[Items from a labeling collection]
· · · ·
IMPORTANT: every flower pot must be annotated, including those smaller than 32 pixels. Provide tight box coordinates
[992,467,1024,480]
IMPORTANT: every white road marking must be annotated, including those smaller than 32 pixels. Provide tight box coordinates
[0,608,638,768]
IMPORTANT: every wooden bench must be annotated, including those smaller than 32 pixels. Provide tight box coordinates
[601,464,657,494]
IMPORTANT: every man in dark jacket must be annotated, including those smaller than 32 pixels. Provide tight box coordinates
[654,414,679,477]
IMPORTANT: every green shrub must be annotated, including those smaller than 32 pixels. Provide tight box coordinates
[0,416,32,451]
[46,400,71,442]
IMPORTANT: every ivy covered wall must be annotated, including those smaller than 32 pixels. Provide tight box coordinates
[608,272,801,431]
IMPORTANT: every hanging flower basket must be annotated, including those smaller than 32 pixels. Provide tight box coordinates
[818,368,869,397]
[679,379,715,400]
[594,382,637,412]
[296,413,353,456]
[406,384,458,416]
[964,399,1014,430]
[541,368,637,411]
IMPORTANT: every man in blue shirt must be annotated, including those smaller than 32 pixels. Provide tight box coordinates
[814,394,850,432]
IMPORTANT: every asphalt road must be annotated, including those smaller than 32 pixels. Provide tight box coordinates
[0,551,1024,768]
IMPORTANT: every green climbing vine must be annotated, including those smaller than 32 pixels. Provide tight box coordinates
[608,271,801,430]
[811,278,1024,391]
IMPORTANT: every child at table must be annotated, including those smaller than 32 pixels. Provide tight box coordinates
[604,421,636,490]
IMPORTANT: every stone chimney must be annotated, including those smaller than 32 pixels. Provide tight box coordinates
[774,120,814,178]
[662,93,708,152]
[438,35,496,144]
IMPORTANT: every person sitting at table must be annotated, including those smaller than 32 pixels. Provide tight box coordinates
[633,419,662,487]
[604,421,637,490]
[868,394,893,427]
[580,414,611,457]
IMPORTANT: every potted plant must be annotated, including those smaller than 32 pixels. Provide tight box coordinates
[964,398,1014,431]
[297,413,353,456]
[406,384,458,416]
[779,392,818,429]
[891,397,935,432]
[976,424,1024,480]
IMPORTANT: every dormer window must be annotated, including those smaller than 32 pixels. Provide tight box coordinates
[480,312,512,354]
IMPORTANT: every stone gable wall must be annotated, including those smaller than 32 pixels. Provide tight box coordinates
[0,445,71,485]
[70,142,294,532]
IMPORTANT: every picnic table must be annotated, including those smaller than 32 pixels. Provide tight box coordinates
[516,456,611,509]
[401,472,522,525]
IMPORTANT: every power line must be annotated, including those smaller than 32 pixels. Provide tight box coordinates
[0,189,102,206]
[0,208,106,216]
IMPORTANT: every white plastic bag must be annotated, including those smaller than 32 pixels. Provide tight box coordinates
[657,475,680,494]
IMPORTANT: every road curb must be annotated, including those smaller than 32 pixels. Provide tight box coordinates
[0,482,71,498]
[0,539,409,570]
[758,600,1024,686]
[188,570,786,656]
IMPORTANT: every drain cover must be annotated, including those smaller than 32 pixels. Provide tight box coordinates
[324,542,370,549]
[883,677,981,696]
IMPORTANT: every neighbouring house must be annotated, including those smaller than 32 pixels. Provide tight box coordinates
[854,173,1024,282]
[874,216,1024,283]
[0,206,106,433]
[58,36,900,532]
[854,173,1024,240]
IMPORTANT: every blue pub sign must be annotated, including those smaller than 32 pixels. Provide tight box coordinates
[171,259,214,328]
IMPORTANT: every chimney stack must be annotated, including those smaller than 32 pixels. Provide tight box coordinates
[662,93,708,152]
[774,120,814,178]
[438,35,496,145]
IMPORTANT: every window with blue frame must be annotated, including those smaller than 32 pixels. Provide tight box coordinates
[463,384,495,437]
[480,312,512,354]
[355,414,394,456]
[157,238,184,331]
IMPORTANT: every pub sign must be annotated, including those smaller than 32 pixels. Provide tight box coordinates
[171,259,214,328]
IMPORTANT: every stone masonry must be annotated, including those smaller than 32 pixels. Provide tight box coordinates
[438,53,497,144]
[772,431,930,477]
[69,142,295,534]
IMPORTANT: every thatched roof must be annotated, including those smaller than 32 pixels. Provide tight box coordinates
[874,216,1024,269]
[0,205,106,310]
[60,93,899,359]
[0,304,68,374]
· · · ·
__Exercise directions__
Rewrite all of the material above, changing "tight box coordinates" to "precise box coordinates" wherever it occurs and leaving every other word as it is.

__Exercise result__
IMPORTANT: every flower pot must be annotated, including those smaller than 32 pixels. Provide precise box coordinates
[992,467,1024,480]
IMPORTANT: every white road marking must be annotated, including those smaller than 32 pixels. Provide precise box coordinates
[0,608,638,768]
IMPORTANT: every wooden bench must be annotated, including those smaller than 32 pixels. Provide precise box coordinates
[601,464,657,494]
IMPORTANT: every man in dark jacket must be annotated, including those smaller than 32 pixels. Provide precise box coordinates
[654,414,679,477]
IMPORTANT: every green shrub must be annotated, including those smaller than 32 pixels. Provide precise box coordinates
[0,416,32,451]
[46,400,71,442]
IMPORTANT: every ivy covered wall must be annotated, including those smaller than 32 pixels. Provide precise box coordinates
[608,272,801,431]
IMPORTANT: every hanging flower basket must be annotated, including those smaller than 32 pixels. Provide precise box coordinates
[818,368,869,397]
[679,379,715,400]
[594,382,637,412]
[296,413,353,456]
[406,384,458,416]
[964,399,1014,430]
[541,368,637,411]
IMPORTANT: every man in blue shirt must be annotated, including those smaller than 32 pixels. Provide precise box coordinates
[814,394,850,432]
IMPORTANT: every asphalt road must be annotated, including those smaller than 32 pixels. Provide precise box coordinates
[0,551,1024,768]
IMPORTANT: every green climbing vine must be annotated, including those smaller than 32 pixels. Provide precise box coordinates
[608,271,801,430]
[811,278,1024,391]
IMPORTANT: every child at table must be annotated, including those smaller than 32 pixels. Provide precise box coordinates
[604,421,636,490]
IMPORTANT: every stone chimney must be annotated, including those smaller than 32 pixels. Provide precise box coordinates
[774,120,814,178]
[662,93,708,152]
[438,35,496,144]
IMPORTANT: every person sitting at table must be annotated, including those smaller than 32 pixels. Provide precise box coordinates
[633,419,662,487]
[604,421,637,490]
[868,394,893,427]
[580,414,611,457]
IMPORTANT: every potted plant must be annotated, including those smaller than 32 pixels. Provide precise box coordinates
[964,398,1014,431]
[297,413,353,456]
[406,384,458,416]
[779,392,818,429]
[891,397,935,432]
[976,424,1024,480]
IMPORTANT: every dormer window must be annotated, including those smaller than 32 pixels. Provide precise box coordinates
[480,312,512,354]
IMPORTANT: every stone gable wall must be annotated, including those smaller than 32 pixels. Provide precise box coordinates
[0,445,71,485]
[70,142,294,532]
IMPORTANT: every picnic table must be annotated, including those smaller than 32 pixels. Provide precise box coordinates
[516,456,611,509]
[401,472,522,525]
IMPORTANT: every power line must be annotated, including those smaller than 32 pixels. Provide precise box coordinates
[0,189,102,206]
[0,208,106,216]
IMPORTANT: every white plastic bag must be annotated, including those smaller than 32 pixels. Provide precise box coordinates
[657,475,680,494]
IMPORTANT: every road curb must be annotated, including those smaller than 32 pixels. Provide precise box coordinates
[0,482,71,498]
[0,539,409,570]
[758,600,1024,686]
[188,570,786,656]
IMPORTANT: every drain cover must be annotated, including those smaller than 32 pixels. Provide precise box coordinates
[324,542,370,549]
[883,677,981,696]
IMPORTANT: every neighbouring house must be annotated, including those smaller than 32 pixels. Provide precise box coordinates
[854,173,1024,282]
[874,216,1024,283]
[0,206,106,433]
[58,36,900,532]
[854,173,1024,240]
IMPORTANT: every blue pub sign must be annotated, including those smaller than 32 pixels. Provide precise box coordinates
[171,259,214,328]
IMPORTANT: every chimney stack must be annotated, including those smaller than 32 pixels. Provide precise box coordinates
[662,93,708,152]
[774,120,814,178]
[438,35,496,145]
IMPORTANT: every window with blue frame must be annotated, including those smaller than 32 pixels. Provide precise box coordinates
[463,384,495,437]
[480,312,512,354]
[355,414,394,456]
[157,238,184,331]
IMPORTANT: every pub sign must be annotated, including those smaller than 32 pixels. Provide precise box coordinates
[171,259,214,328]
IMPORTANT: every stone masonry must be annotated, including those smaller than 32 pixels. Provide precise box coordinates
[438,53,497,144]
[772,431,930,477]
[69,142,295,534]
IMPORTANT: every thatched roof must be annotated, including those smaller than 32 pixels. Provide precise box coordinates
[874,216,1024,269]
[0,205,106,310]
[60,93,899,359]
[0,304,68,374]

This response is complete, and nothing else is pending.